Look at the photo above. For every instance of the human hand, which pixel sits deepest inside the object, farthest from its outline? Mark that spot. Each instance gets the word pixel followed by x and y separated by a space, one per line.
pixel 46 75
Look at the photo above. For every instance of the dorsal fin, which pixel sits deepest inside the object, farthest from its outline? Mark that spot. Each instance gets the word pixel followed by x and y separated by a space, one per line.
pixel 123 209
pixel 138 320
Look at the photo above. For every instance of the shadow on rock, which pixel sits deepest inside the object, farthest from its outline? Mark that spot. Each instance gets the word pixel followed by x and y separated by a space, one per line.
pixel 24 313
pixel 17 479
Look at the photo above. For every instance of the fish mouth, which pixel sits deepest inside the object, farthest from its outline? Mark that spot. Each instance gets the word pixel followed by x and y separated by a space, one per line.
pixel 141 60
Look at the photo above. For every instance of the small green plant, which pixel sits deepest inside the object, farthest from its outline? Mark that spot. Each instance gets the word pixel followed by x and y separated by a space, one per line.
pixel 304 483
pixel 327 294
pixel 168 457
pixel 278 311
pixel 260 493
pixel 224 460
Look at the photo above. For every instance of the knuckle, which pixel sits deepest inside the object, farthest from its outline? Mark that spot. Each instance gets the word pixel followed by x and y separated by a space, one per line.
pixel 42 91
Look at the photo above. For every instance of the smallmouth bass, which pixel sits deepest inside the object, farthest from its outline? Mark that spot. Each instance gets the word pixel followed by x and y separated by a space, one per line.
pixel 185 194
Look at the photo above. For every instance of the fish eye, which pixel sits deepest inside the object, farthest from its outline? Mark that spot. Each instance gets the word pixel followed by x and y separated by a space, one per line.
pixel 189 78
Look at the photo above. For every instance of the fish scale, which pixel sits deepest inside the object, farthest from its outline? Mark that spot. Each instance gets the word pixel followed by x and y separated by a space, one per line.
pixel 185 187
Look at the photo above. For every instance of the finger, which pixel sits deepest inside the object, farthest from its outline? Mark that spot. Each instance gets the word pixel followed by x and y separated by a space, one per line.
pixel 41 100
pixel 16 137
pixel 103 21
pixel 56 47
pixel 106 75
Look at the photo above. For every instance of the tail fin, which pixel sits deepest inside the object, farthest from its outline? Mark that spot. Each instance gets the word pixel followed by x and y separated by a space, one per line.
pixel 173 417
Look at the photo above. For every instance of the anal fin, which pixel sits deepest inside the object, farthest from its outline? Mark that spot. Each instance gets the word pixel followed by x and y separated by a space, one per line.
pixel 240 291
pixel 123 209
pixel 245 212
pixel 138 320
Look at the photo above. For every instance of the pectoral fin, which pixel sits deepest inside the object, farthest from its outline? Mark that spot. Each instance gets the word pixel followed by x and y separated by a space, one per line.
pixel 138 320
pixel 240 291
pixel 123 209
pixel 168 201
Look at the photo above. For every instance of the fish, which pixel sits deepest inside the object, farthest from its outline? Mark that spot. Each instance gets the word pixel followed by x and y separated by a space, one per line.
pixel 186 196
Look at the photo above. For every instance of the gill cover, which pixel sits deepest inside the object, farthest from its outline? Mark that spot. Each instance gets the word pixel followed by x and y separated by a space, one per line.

What is being asked
Give back, word for word, the lines of the material that start with the line containing "Look at the photo above. For every instance of the smallmouth" and go on through the line containing "pixel 189 78", including both of those lines.

Written reply
Look at the photo above. For every instance of the smallmouth bass, which pixel sits deepest inside the object, farthest from its outline? Mark that spot. Each instance gets the word pixel followed by x and y separated by a space, one per line.
pixel 185 194
Look at the photo above. For every instance of the fish eye, which pixel sits deepest inside the object, farthest from its outline? Mark that spot. Each instance gets the word pixel followed by x and y separated by a space, one per line.
pixel 189 78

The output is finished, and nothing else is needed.